What the task asks:
Up to and including the line with "like [136, 73].", please set down the entries below exactly, starting from the first line.

Segment Open

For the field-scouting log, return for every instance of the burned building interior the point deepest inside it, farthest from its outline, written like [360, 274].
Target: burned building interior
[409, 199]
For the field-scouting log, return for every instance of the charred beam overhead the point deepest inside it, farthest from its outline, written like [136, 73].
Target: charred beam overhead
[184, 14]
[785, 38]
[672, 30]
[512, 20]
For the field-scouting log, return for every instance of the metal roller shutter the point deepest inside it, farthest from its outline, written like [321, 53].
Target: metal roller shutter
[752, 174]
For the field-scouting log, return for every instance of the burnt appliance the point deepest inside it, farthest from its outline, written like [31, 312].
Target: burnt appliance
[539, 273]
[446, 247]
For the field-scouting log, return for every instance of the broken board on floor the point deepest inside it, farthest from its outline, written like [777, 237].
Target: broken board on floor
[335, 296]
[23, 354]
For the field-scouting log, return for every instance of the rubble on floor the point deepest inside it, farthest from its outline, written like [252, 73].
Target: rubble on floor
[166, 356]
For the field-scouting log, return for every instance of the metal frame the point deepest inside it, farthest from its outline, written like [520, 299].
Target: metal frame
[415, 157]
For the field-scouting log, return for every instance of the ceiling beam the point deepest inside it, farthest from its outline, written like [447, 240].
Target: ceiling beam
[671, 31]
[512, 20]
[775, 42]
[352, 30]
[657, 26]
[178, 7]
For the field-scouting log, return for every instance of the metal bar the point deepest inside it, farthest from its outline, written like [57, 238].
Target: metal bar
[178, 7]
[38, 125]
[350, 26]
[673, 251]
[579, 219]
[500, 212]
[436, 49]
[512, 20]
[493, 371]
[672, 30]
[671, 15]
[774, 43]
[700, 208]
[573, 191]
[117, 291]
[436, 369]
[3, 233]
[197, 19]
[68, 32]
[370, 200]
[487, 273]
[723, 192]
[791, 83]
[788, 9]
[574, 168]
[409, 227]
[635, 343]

Segment Closed

Exercise solution:
For the field-scouting log, return for every instance of the burned building interior the point deepest inside it, farthest from its outline, written like [360, 274].
Target: burned building interior
[409, 199]
For the field-scouting log, return for every instance of the charred beam overhead the point deepest inside it, farthest from its outline, written like [136, 73].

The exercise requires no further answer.